▶ [Goal]:
Extend the article about the Department of Energy's three-day deadline on the Freedom of Information request, picking up right after its final sentence.

▶ [Page]:
┄┄┄┄┄┄
Washington, D.C., March 16, 2026 – In 2025, the Department of Energy gave the National Security Archive 3 business days to clarify a Freedom of Information Request that had generated nearly 100,000 pages of potentially responsive material, otherwise the request would be “voluntarily withdrawn.” On August 21, 2025, the DOE Office of the General Counsel wrote:
“We conducted a search for the parameters provided and the search results were 92,823 pages of potentially responsive material. This is over the voluminous threshold of 5,000 pages and requires the requester to narrow the scope of their request. If you are still interested in the request, please provide a narrowed scope within three business days…If we do not receive a response within 3 business days, we will consider your request voluntarily withdrawn.” (emphasis added)
Our request asked for copies of Department of Defense annual greenhouse gas inventory reports from 2009 to 2023 submitted to the Department of Energy’s Federal Energy Management Program. Sanitized summaries of DOD’s inventories can be found online, but the 92,823 responsive pages are integral to the public’s understanding of agency’s historically obscure emissions trends and their impacts on the planet’s warming climate.
┄┄┄┄┄┄
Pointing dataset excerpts
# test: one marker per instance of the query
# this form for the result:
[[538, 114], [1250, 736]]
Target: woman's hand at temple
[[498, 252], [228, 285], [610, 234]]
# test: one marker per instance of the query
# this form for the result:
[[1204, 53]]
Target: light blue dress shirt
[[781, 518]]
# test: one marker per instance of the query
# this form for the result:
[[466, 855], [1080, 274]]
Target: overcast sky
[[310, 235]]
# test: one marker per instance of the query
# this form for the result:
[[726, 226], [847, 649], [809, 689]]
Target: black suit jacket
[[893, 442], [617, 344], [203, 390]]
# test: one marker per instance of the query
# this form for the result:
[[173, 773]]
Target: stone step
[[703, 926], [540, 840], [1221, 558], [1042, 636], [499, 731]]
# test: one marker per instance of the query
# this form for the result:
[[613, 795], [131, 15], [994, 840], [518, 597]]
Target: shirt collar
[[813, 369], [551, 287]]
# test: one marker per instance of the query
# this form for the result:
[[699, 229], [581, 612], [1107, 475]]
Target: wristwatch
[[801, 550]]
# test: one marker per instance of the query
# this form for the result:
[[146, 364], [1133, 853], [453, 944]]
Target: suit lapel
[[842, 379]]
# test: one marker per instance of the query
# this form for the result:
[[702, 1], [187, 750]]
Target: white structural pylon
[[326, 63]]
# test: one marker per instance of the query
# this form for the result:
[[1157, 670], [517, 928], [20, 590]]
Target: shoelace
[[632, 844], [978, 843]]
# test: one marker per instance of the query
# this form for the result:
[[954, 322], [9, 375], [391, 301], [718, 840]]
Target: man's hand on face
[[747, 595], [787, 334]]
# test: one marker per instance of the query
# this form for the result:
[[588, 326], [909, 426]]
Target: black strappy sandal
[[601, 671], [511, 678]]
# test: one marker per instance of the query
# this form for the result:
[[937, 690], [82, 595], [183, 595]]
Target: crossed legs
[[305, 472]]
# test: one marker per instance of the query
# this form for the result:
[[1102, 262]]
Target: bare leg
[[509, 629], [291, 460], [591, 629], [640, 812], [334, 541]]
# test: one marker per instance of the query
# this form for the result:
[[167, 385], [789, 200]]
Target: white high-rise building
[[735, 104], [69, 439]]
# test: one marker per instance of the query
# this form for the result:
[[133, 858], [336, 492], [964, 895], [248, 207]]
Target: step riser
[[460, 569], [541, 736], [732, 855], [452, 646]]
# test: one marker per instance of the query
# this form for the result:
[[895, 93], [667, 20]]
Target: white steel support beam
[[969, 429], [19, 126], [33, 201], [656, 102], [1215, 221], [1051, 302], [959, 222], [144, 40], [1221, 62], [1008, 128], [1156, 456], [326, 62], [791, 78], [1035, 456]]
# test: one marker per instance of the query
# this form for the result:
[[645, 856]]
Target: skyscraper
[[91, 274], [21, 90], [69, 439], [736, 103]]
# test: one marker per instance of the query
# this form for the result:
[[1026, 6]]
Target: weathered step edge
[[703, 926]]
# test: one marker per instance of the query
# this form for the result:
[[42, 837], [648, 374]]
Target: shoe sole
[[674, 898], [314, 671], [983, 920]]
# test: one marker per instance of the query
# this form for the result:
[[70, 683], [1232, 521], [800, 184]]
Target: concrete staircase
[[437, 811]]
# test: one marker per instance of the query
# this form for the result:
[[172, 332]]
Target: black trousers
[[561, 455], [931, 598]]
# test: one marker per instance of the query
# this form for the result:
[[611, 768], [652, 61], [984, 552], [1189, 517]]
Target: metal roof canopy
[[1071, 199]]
┄┄┄┄┄┄
▶ [Expected answer]:
This important request is one of multiple instances in the last two years in which the Department of Energy has threatened to close access to information cases unless the Archive responded to a clarification request within 3 to 7 days. In none of these cases was the Archive notified of a right to appeal the agency’s determination. In 2025, two such demands from DOE came over federal holidays.
The National Security Archive’s 2026 Sunshine Week Audit examines how federal agencies use “clarification of scope” letters to flip the burden of FOIA search and review onto requesters by punting their statutory responsibility. In total, we recorded 26 instances between 2024 and 2025 in which agencies used inconsistent parameters to clarify or narrow the scope of Archive FOIA requests. In 18 of those cases, agencies also threatened to administratively close the request if the deadline was not met.
By far the biggest wielder of the “clarify or close” strategy is the Department of Energy, which, on top of its unacceptably short response time, also introduced new language that requests would be “voluntarily withdrawn” instead of “administratively closed”—another subtle but distinct way the agency has shifted the onus to the requester. Other frequent users of the “clarify or close” strategy included the Department of State, the National Guard Bureau, and the U.S. Air Force.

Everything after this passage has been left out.